> Directive: Type out every one of the lines below word for word, leaving the pictures out.

> Provided information:

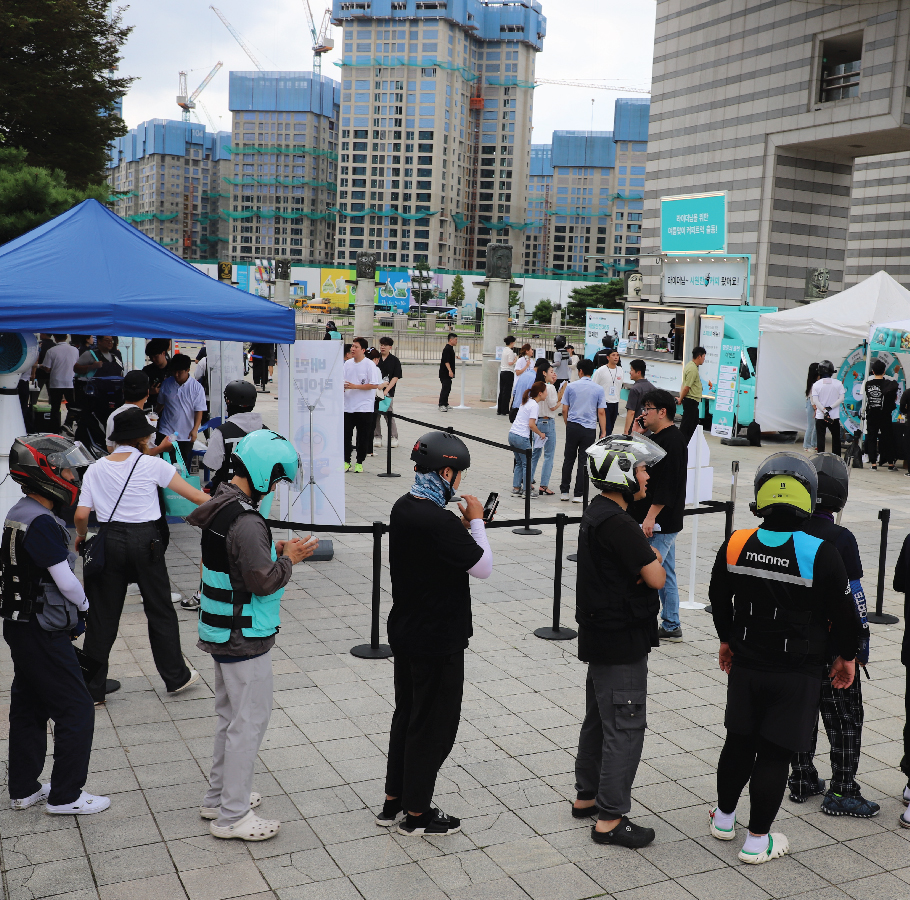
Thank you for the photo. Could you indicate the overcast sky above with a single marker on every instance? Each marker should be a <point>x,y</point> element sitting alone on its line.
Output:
<point>605,39</point>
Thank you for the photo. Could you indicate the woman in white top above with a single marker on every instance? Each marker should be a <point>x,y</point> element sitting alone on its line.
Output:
<point>122,489</point>
<point>609,377</point>
<point>523,427</point>
<point>506,376</point>
<point>549,404</point>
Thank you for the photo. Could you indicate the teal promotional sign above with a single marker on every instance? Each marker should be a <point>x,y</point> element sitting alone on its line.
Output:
<point>696,224</point>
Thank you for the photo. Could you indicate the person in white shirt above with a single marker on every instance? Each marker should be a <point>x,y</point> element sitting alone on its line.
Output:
<point>827,397</point>
<point>122,489</point>
<point>524,426</point>
<point>58,363</point>
<point>361,375</point>
<point>506,376</point>
<point>609,377</point>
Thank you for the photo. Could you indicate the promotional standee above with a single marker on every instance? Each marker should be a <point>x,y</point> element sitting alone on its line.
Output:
<point>311,414</point>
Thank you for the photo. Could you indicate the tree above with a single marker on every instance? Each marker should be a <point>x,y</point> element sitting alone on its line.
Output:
<point>603,295</point>
<point>456,292</point>
<point>57,64</point>
<point>30,196</point>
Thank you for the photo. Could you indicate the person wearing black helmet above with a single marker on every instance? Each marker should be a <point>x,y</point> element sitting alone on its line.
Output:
<point>432,553</point>
<point>841,708</point>
<point>43,606</point>
<point>616,608</point>
<point>781,601</point>
<point>827,397</point>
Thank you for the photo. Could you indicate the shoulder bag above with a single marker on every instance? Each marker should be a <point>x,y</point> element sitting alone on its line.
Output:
<point>93,549</point>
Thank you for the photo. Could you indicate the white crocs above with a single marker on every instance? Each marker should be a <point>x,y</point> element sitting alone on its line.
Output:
<point>778,845</point>
<point>37,797</point>
<point>249,828</point>
<point>211,812</point>
<point>86,805</point>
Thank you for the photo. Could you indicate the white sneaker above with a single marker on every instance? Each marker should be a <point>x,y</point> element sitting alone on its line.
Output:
<point>37,797</point>
<point>86,805</point>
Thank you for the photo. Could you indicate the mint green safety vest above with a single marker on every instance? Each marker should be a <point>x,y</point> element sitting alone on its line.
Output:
<point>224,609</point>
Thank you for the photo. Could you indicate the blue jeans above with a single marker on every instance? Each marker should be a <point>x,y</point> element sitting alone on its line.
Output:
<point>519,444</point>
<point>669,594</point>
<point>548,427</point>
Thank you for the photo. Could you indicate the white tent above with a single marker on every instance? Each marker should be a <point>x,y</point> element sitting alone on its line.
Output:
<point>827,329</point>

> Solution to this task:
Thank you for the photo. Could you indicate the overcast sky above with a single marker on every instance? Each marker should be a <point>x,y</point> element sitting alone on its line.
Output:
<point>605,39</point>
Thank you for the photo. Could you indicate the woman in white top above with a single marker on every instance? Each marker should be a <point>x,y</point> element sitting alone on its line.
Output:
<point>122,489</point>
<point>609,377</point>
<point>523,427</point>
<point>506,376</point>
<point>549,404</point>
Thank you for the photo. Could you indicate the teal promotional sign above with a single marker on every instance? Each marker should be a <point>x,y</point> element sitting alone on its line.
Output:
<point>696,224</point>
Thank you for the photo. Could you indicate the person in white shirt above with a single marker on every instance? Each marker should be a <point>x,y</point> element sitting alone on its line.
Output:
<point>827,397</point>
<point>122,489</point>
<point>524,426</point>
<point>58,363</point>
<point>361,375</point>
<point>506,376</point>
<point>609,377</point>
Thank you for the photo. Could you indicate the promotional standee above with a single marker on every instance? Each marker should be a <point>x,y</point> element sitting alone on its line.
Output:
<point>311,414</point>
Thank you for the photo. Could you indicate the tree above with a single marker on every instance? Each marker should be a <point>x,y</point> element sitting alone on its line.
Output:
<point>603,295</point>
<point>456,292</point>
<point>57,64</point>
<point>30,196</point>
Thank you for the photo. Could you indicate the person wearing black helmet above with a single marker on every instance? Each marker should be a <point>x,y</point> element sitting alone on its line.
Output:
<point>432,553</point>
<point>841,708</point>
<point>43,606</point>
<point>616,608</point>
<point>781,601</point>
<point>827,397</point>
Thank you for the photo. Could you indicate the shoulder bag above with a single marker on every instance? Each marker should be a <point>x,y</point> element sitting alone on its line.
Output:
<point>93,549</point>
Thank you for the photo. Could you indicate the white crocs above with a single marker on every instance? Each marker should be a <point>x,y</point> element sitting alone on its line.
Output:
<point>778,845</point>
<point>37,797</point>
<point>249,828</point>
<point>211,812</point>
<point>86,805</point>
Thank you for the photo. Could you indicate the white sneaker above with a single marker on every instance? Each marker should be a <point>x,y</point> element sitting alone on its line.
Output:
<point>37,797</point>
<point>86,805</point>
Thank you for the photo. Could you indicate the mint green safety vest above with a single marker on every instance? Each marker should be a <point>x,y</point> element sitting alone on its line.
Output:
<point>224,609</point>
Thank you for the photo. Could you indicate the blue jeans above with a single marker on every instance? Each marker should be a <point>x,y</point> element sitting alone on its line.
Output:
<point>519,444</point>
<point>669,594</point>
<point>548,427</point>
Thank you for the photo. Could you indicate the white tent above with a single marker on every instance? Each marker should be a <point>x,y</point> element sitting alone on its line.
Output:
<point>827,329</point>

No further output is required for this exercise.